_TASK GOAL_. Render the stretch of the material from the line containing "query (the noun phrase to segment): bus front" through the line containing "the bus front" as a JSON list of strings, one string per line, with blank lines left out.
BEGIN DATA FOR THIS TASK
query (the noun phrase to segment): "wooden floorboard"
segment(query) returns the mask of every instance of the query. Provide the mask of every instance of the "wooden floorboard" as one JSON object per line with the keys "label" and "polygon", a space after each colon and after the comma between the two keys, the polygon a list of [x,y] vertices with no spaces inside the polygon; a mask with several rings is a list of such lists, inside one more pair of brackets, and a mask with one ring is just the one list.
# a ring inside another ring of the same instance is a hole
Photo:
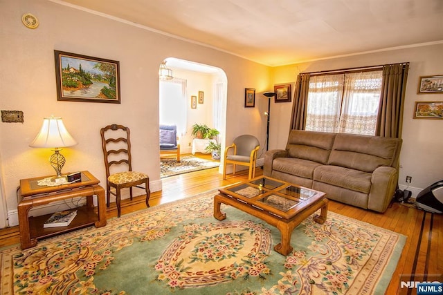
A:
{"label": "wooden floorboard", "polygon": [[[208,158],[206,155],[199,155]],[[257,175],[262,174],[257,169]],[[216,189],[219,187],[246,180],[247,173],[236,175],[228,175],[226,180],[218,173],[218,169],[181,174],[163,178],[163,190],[151,194],[150,204],[172,202],[174,200]],[[122,201],[122,214],[145,209],[145,198],[134,197],[132,202]],[[416,274],[441,274],[443,272],[443,216],[417,209],[410,205],[393,202],[386,212],[379,213],[356,208],[352,206],[329,202],[329,210],[339,214],[362,220],[377,227],[383,227],[407,237],[404,248],[400,256],[395,272],[386,294],[397,294],[399,291],[400,276],[410,274],[415,269]],[[116,217],[115,203],[111,203],[107,210],[107,218]],[[422,222],[426,215],[423,229]],[[432,221],[432,231],[431,228]],[[422,229],[423,231],[422,231]],[[422,236],[420,234],[422,234]],[[421,238],[420,238],[421,237]],[[418,245],[419,241],[421,242]],[[18,227],[0,229],[0,247],[19,242]],[[418,248],[417,248],[418,245]],[[418,251],[417,251],[418,249]],[[415,260],[416,254],[418,254]]]}

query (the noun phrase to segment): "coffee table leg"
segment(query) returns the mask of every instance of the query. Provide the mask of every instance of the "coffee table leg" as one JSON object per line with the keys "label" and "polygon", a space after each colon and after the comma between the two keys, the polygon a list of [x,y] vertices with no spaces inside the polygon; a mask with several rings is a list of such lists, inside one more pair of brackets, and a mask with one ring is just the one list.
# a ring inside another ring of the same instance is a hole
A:
{"label": "coffee table leg", "polygon": [[325,223],[325,221],[326,221],[326,218],[327,217],[328,202],[329,200],[327,199],[323,200],[323,205],[321,207],[321,212],[320,213],[320,215],[316,215],[314,217],[314,221],[317,223],[320,223],[320,225]]}
{"label": "coffee table leg", "polygon": [[296,225],[289,225],[286,222],[278,222],[276,227],[280,231],[282,240],[280,244],[277,244],[274,247],[274,250],[275,250],[276,252],[286,256],[292,251],[293,248],[291,247],[291,236],[292,236],[293,229],[298,225],[299,223],[300,222]]}
{"label": "coffee table leg", "polygon": [[219,220],[223,220],[226,218],[226,214],[222,213],[222,211],[220,211],[221,205],[222,202],[219,198],[219,196],[217,195],[214,197],[214,217]]}

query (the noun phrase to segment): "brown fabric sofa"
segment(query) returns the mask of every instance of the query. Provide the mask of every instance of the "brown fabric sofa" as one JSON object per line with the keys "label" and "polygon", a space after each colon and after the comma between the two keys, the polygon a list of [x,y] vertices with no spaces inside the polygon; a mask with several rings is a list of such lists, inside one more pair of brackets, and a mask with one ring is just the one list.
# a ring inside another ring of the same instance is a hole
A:
{"label": "brown fabric sofa", "polygon": [[384,212],[398,182],[401,140],[291,130],[284,150],[264,155],[264,175]]}

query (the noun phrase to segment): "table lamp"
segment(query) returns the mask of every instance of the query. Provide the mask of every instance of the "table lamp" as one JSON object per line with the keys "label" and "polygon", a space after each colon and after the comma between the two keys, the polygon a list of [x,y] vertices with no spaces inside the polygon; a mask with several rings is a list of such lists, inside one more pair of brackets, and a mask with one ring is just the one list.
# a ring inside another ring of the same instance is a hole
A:
{"label": "table lamp", "polygon": [[271,97],[273,97],[277,95],[277,93],[275,92],[265,92],[263,93],[263,95],[266,96],[268,98],[268,111],[264,112],[264,115],[268,117],[268,122],[266,129],[266,150],[268,150],[269,146],[269,120],[271,117]]}
{"label": "table lamp", "polygon": [[66,130],[62,118],[53,115],[44,118],[40,131],[29,146],[53,149],[54,153],[49,158],[49,162],[57,173],[53,181],[59,182],[64,179],[62,175],[62,168],[66,162],[65,158],[60,153],[62,150],[60,148],[75,144],[77,142]]}

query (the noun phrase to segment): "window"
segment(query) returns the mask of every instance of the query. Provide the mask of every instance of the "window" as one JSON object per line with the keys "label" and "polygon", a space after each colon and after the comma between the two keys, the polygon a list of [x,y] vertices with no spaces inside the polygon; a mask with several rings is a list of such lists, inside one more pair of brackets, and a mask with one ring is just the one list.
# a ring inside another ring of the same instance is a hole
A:
{"label": "window", "polygon": [[374,135],[382,71],[311,76],[305,130]]}
{"label": "window", "polygon": [[160,124],[176,125],[180,136],[186,133],[186,80],[160,80]]}

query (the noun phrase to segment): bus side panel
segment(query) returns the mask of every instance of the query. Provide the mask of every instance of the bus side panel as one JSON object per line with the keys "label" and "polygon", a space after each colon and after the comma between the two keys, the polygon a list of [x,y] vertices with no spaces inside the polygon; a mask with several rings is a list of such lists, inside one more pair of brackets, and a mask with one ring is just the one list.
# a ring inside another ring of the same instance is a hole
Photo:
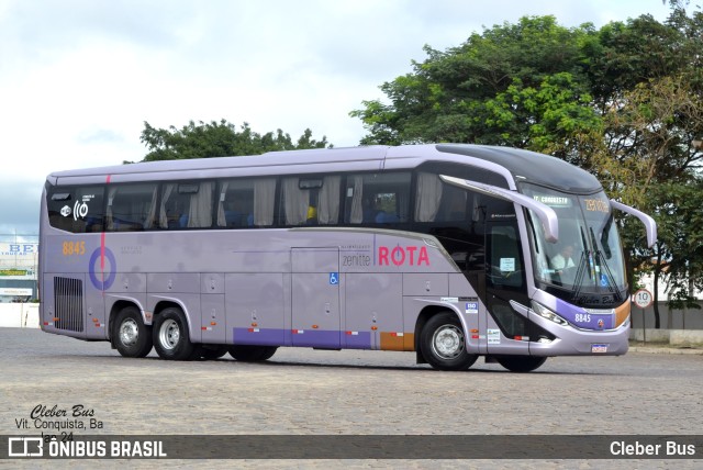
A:
{"label": "bus side panel", "polygon": [[280,272],[226,273],[226,327],[232,343],[290,345],[283,292],[283,275]]}
{"label": "bus side panel", "polygon": [[76,272],[45,272],[44,299],[40,324],[42,329],[57,335],[86,339],[86,276]]}
{"label": "bus side panel", "polygon": [[291,248],[293,346],[339,349],[339,248]]}
{"label": "bus side panel", "polygon": [[[87,277],[90,277],[87,276]],[[90,281],[86,284],[86,338],[109,339],[105,318],[104,292],[96,289]]]}
{"label": "bus side panel", "polygon": [[[403,350],[403,275],[349,272],[344,277],[346,316],[343,346]],[[376,328],[376,329],[373,329]]]}

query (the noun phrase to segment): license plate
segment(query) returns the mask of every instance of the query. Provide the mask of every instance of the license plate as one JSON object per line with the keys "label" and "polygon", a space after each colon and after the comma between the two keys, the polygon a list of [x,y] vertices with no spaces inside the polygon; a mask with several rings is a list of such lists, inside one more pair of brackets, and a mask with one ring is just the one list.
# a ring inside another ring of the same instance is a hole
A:
{"label": "license plate", "polygon": [[607,352],[607,345],[591,345],[591,352]]}

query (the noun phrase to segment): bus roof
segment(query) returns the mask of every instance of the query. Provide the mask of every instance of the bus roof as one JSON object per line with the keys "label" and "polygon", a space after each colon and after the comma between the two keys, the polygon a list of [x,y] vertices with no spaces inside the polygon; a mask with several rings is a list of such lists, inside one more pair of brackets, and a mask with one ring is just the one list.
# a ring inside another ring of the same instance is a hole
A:
{"label": "bus roof", "polygon": [[169,180],[179,178],[223,178],[334,171],[379,171],[415,168],[427,161],[451,161],[493,171],[504,177],[511,189],[526,181],[573,192],[601,189],[589,172],[563,160],[510,147],[469,144],[425,144],[319,148],[269,152],[242,157],[193,158],[147,161],[109,167],[52,172],[52,183],[97,183],[112,181]]}

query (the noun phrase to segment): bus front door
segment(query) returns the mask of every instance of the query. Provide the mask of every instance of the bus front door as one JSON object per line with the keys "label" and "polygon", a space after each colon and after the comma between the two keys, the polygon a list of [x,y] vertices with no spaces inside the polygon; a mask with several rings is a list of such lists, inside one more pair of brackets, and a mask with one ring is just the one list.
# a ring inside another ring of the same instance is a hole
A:
{"label": "bus front door", "polygon": [[527,302],[527,288],[516,221],[487,224],[486,306],[483,329],[489,355],[525,354],[527,322],[510,304]]}
{"label": "bus front door", "polygon": [[339,249],[292,248],[292,345],[341,348]]}

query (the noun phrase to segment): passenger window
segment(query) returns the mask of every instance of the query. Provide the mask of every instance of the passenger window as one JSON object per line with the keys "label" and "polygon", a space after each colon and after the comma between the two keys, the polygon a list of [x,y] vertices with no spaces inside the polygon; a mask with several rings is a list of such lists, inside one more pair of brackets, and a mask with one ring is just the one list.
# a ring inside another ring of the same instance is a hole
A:
{"label": "passenger window", "polygon": [[435,174],[417,174],[415,222],[467,221],[468,192],[443,182]]}
{"label": "passenger window", "polygon": [[156,224],[156,183],[109,184],[107,228],[110,232],[138,232]]}
{"label": "passenger window", "polygon": [[214,188],[214,181],[163,184],[158,226],[169,230],[211,227]]}
{"label": "passenger window", "polygon": [[232,179],[220,183],[219,227],[246,228],[274,224],[276,178]]}
{"label": "passenger window", "polygon": [[367,174],[347,178],[344,221],[394,224],[409,220],[410,174]]}
{"label": "passenger window", "polygon": [[336,225],[339,223],[342,177],[284,178],[281,191],[284,225]]}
END DATA FOR THIS TASK
_THE SOLUTION_.
[
  "query (the noun phrase to segment): bus front door",
  "segment(query) returns the mask of every instance of the query. Provide the mask of every instance of the bus front door as one JSON object per line with the keys \"label\" and \"polygon\", a space after each colon and after the comma between the two keys, the polygon a list of [x,y] vertices with no spaces inside the polygon; a mask with several rings is a list of such lists, inside one more pair of brackets, and a mask with one ring is just the one list."
]